▶ [Tugas Singkat A]: Pilih setiap baris dalam daftar di bawah yang memuat kata "window", dengan membedakan huruf besar dan huruf kecil.

Dalam Pikap aku dan para relawan duduk berjubel. Berbagai macam ekspresi mereka saat jalanan yang dilalui ternyata terjal dan berkelok, tapi keseluruhannya
happy, ceria dan penuh rasa persaudaraan.
Sepanjang jalan kami tak henti tertawa dan bercanda, ada-ada saja yang jadi bahan kehebohannya.
mulai dari Pikap yang berjalan seperti terbang, membuat badan kami terpingkal-pingkal, ditambah para cowok mesti rela turun berjalan kaki sebab Pikapnya mogok tak mau naik ke jalanan yang menanjak curam, bahkan mereka harus mendorongnya agar tetap mau meneruskan perjalanan.
Dalam Pikap itu ada beberapa nama yang mulai akrab di telingaku. Kak Ayun, Kak Bayu, Mbak Indah, mbak Tarini, Mbak Sofi, dan Sahrul temanku sesama pendaki tunanetra.

▶ [Tugas Singkat B]: Perbarui bagian teks sumber di atas, antara "Dalam Pikap aku" dan "penuh rasa persaudaraan." termasuk keduanya, dengan mengganti "relawan" menjadi "sukarelawan", lalu tuliskan bagian itu.

▶ [Data Latihan]:
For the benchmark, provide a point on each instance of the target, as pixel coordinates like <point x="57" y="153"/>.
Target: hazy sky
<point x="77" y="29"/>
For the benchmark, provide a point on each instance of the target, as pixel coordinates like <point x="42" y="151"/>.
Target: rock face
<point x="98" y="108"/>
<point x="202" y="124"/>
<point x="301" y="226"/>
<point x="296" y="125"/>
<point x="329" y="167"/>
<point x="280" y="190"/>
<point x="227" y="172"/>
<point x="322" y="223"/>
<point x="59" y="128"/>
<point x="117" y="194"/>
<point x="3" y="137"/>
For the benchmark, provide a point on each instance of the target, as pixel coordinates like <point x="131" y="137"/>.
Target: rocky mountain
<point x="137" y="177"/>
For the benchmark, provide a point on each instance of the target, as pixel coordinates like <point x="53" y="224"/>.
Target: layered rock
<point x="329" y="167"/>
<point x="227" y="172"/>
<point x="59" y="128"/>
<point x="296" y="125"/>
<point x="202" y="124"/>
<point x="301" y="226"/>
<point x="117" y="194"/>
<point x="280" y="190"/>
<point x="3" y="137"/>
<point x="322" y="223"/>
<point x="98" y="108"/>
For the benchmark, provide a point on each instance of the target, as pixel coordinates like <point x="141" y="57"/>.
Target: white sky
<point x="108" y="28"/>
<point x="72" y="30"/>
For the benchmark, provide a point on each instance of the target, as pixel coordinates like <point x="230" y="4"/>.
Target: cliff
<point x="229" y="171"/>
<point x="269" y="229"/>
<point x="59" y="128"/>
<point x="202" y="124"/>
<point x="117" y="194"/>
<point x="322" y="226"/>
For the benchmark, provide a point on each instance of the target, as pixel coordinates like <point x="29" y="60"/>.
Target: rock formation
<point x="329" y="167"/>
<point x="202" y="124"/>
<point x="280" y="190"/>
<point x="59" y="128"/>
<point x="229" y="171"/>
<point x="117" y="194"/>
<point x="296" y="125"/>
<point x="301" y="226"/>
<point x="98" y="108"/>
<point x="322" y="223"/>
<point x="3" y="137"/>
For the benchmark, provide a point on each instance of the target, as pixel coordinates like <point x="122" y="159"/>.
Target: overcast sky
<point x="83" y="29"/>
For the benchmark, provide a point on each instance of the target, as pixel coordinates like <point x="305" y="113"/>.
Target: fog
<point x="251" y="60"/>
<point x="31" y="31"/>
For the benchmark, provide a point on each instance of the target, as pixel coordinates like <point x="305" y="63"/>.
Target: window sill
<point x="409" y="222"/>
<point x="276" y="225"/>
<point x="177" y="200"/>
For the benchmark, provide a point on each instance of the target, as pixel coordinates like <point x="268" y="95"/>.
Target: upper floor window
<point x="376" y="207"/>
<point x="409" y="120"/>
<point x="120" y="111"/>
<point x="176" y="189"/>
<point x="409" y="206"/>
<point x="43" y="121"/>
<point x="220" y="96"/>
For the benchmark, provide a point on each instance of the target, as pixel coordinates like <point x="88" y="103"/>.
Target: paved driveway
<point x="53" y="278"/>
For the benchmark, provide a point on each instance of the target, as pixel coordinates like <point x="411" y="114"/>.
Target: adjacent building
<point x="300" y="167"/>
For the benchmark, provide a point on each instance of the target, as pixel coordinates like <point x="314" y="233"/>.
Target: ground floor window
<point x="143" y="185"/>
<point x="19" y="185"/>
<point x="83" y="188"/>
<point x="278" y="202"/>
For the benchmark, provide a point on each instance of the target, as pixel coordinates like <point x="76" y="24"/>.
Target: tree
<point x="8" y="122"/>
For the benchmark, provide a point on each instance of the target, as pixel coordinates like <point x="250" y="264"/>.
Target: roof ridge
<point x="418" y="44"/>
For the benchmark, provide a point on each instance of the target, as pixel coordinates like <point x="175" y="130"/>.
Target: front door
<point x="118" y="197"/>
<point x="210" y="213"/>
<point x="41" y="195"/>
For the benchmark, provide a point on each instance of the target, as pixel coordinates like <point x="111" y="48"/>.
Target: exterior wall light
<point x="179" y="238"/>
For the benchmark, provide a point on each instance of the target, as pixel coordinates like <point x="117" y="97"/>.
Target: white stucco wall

▶ [Jawaban Benar A]:
Target: window sill
Target: upper floor window
Target: ground floor window

▶ [Jawaban Benar B]:
Dalam Pikap aku dan para sukarelawan duduk berjubel. Berbagai macam ekspresi mereka saat jalanan yang dilalui ternyata terjal dan berkelok, tapi keseluruhannya
happy, ceria dan penuh rasa persaudaraan.